*** Text passage
Because of the small number of available observations, our permutation analysis was reinforced by performing random Monte Carlo simulations. We generated a probability matrix and kinetic constants of the same sizes as in our analysis that were drawn randomly and independently from a uniform distribution 10 000 times. The PLS analysis was repeated for each drawing to calculate R² and Q² values, including the selection of the 3 most important descriptors (out of 12) in the models based on their VIP values and repeated the PLS.

Experimental methods

Chemicals and growth media

1,2-Dibromoethane (DBE) and LB medium were purchased from Sigma-Aldrich Co. (St. Louis, MO, USA). IPTG was purchased from Duchefa Biochemie B.V. (Haarlem, The Netherlands). All chemicals used in this study were of analytical grade.

Strains

Escherichia coli Dh5α cells were obtained from Invitrogen and Escherichia coli BL21 (DE3) from New England Biolabs.

Site-directed mutagenesis

The gene encoding LinB (from Sphingobium japonicum UT26) on the pET21b vector (Invitrogen) was used as a template to synthesize the LinB mutants. Primers were designed using the one-click web server (http://tucksengwong.staff.shef.ac.uk/OneClick/index) and then modified to be suitable for the synthesis of megaprimers (ESI,† Table S5). A standard pET vector primer was used as a reverse primer for megaprimer generation.
******
*** Provided material
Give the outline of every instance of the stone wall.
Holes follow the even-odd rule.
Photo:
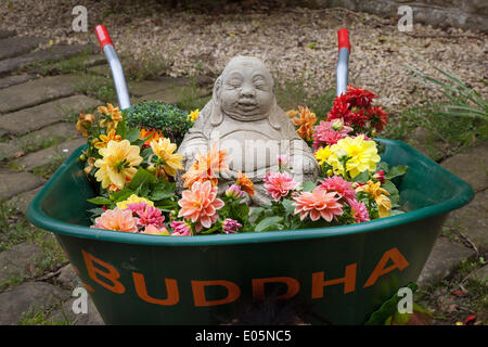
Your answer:
[[[382,16],[398,16],[400,5],[413,10],[413,24],[423,23],[438,27],[458,27],[488,33],[487,0],[309,0],[319,8],[345,8]]]

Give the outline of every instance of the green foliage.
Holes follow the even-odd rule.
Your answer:
[[[193,126],[188,112],[162,101],[145,101],[123,111],[127,127],[157,129],[165,138],[179,145]]]

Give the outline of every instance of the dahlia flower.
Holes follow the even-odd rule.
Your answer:
[[[364,141],[362,134],[339,140],[331,146],[331,152],[333,154],[329,157],[328,164],[332,165],[334,174],[345,175],[345,171],[347,171],[351,178],[365,170],[374,171],[376,163],[381,160],[380,155],[377,155],[376,143]],[[345,167],[342,163],[344,155],[349,157]]]
[[[248,177],[245,174],[239,171],[237,181],[235,182],[235,184],[237,184],[244,192],[246,192],[251,196],[254,196],[254,191],[256,189],[254,188],[254,183],[248,179]]]
[[[350,211],[355,217],[355,221],[357,223],[362,223],[364,221],[370,220],[370,215],[368,213],[368,208],[362,202],[358,202],[357,200],[351,200],[347,202],[350,206]]]
[[[137,172],[134,166],[142,163],[139,152],[140,147],[131,145],[129,140],[110,141],[106,147],[99,150],[103,158],[98,159],[94,166],[99,168],[95,178],[102,182],[102,188],[115,184],[124,189],[127,179],[132,179]]]
[[[217,197],[217,191],[218,188],[210,181],[193,183],[191,190],[183,191],[182,197],[178,202],[181,207],[178,217],[196,222],[195,230],[197,232],[203,227],[210,228],[217,221],[217,209],[223,207],[223,202]]]
[[[322,217],[330,222],[335,216],[343,214],[343,205],[338,198],[337,193],[329,193],[323,189],[316,188],[312,192],[303,192],[294,197],[294,214],[300,214],[300,220],[310,215],[312,221]]]
[[[94,221],[95,223],[91,228],[138,232],[138,219],[132,217],[132,211],[121,210],[118,207],[104,211]]]
[[[323,144],[335,144],[338,140],[347,138],[347,133],[350,131],[352,131],[352,128],[345,126],[342,119],[335,119],[333,121],[321,120],[313,128],[312,146],[318,149]]]
[[[150,143],[153,153],[163,160],[163,169],[169,176],[175,177],[177,170],[183,169],[181,160],[183,156],[174,152],[177,150],[176,143],[171,143],[169,139],[159,138],[157,141]]]
[[[226,220],[223,221],[223,224],[222,224],[222,229],[226,234],[233,234],[233,233],[237,232],[239,228],[241,228],[241,227],[242,227],[242,224],[240,222],[237,222],[236,220],[233,220],[231,218],[226,218]]]
[[[290,191],[295,190],[297,183],[285,172],[268,172],[265,176],[266,192],[273,197],[275,202],[288,195]]]
[[[171,236],[189,236],[192,234],[191,228],[184,221],[171,221],[169,227],[175,230]]]
[[[325,178],[323,181],[320,181],[318,189],[324,189],[328,192],[337,192],[347,202],[356,200],[356,191],[352,189],[351,183],[341,176]]]

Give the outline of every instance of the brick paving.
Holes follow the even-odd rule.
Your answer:
[[[0,200],[5,201],[8,206],[14,206],[21,214],[25,214],[30,200],[46,183],[44,177],[36,175],[36,168],[49,164],[56,155],[69,155],[85,141],[74,130],[74,124],[66,121],[66,116],[80,110],[91,111],[103,104],[77,92],[76,83],[82,76],[36,76],[22,72],[26,64],[66,59],[82,51],[81,47],[76,46],[35,51],[44,41],[42,38],[21,38],[15,33],[0,30]],[[99,63],[100,59],[92,59],[93,65]],[[89,73],[110,77],[106,65],[89,68]],[[178,98],[177,88],[188,83],[190,80],[184,78],[160,78],[130,82],[129,90],[132,102],[175,102]],[[57,141],[46,147],[41,142],[50,137],[55,137]],[[40,144],[36,147],[37,142]],[[464,259],[488,250],[488,180],[486,155],[483,155],[486,150],[486,145],[481,145],[442,164],[475,188],[476,198],[452,214],[447,221],[447,226],[460,232],[462,241],[451,240],[444,234],[439,236],[419,279],[422,286],[441,281]],[[0,253],[0,324],[17,324],[34,308],[50,309],[49,319],[54,321],[67,317],[75,324],[103,324],[91,301],[88,314],[73,313],[70,308],[74,298],[70,293],[80,283],[68,264],[60,264],[51,273],[33,277],[33,265],[39,255],[42,256],[42,252],[38,245],[21,242]],[[9,281],[13,274],[21,279],[15,284]],[[24,278],[26,280],[23,281]]]

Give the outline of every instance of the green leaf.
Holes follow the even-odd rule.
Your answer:
[[[114,203],[118,203],[118,202],[123,202],[123,201],[127,200],[132,194],[133,194],[133,191],[126,188],[121,191],[112,193],[111,197],[114,200]]]
[[[93,198],[89,198],[88,202],[93,205],[110,205],[110,204],[112,204],[112,201],[104,196],[97,196]]]
[[[126,139],[129,140],[129,142],[133,142],[139,139],[141,136],[141,130],[138,128],[129,128],[126,132]]]
[[[288,215],[293,215],[295,211],[295,206],[293,206],[294,201],[290,198],[283,198],[283,206]]]
[[[389,165],[388,163],[381,162],[376,165],[376,172],[383,170],[383,172],[388,174],[389,171]]]
[[[316,189],[317,184],[312,181],[307,181],[301,187],[304,192],[311,192]]]
[[[232,205],[233,219],[245,220],[249,215],[249,207],[246,204]]]
[[[262,214],[264,210],[265,209],[262,207],[256,207],[253,209],[249,217],[257,218],[257,217],[259,217],[260,214]]]
[[[175,195],[176,183],[163,180],[162,182],[152,187],[150,200],[156,202],[163,198],[168,198]]]
[[[272,226],[279,223],[283,221],[283,217],[279,217],[279,216],[273,216],[273,217],[267,217],[265,219],[262,219],[257,226],[256,226],[256,231],[267,231],[269,230]]]
[[[365,170],[365,171],[362,171],[361,174],[359,174],[358,176],[356,176],[352,179],[352,182],[365,183],[365,182],[368,182],[369,179],[370,179],[370,172],[368,170]]]
[[[409,169],[408,166],[404,165],[397,165],[394,166],[387,175],[385,175],[385,179],[386,180],[393,180],[395,177],[399,177],[402,176],[407,172],[407,170]]]
[[[391,181],[385,181],[385,183],[382,184],[382,188],[389,193],[388,197],[391,201],[391,204],[398,205],[400,202],[400,194],[395,184]]]
[[[129,189],[137,195],[146,195],[149,193],[149,184],[156,182],[157,178],[141,167],[130,181]]]

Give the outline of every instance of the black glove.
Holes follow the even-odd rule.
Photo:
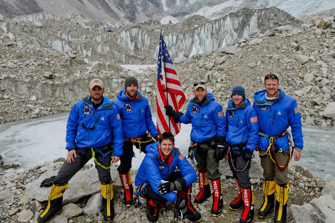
******
What is being asked: Condense the paragraph of the methods passage that begins "The gene encoding LinB" into a short bulleted list that keeps its main facts. The rows are not required for the work requested here.

Solution to the problem:
- Template: the LinB gene from Sphingobium japonicum UT26, carried on the pET21b vector (Invitrogen), was used to synthesize the LinB mutants.
- Primers: designed with the one-click web server (http://tucksengwong.staff.shef.ac.uk/OneClick/index), then modified for megaprimer synthesis (ESI, Table S5).
- Reverse primer: a standard pET vector primer was used to generate the megaprimers.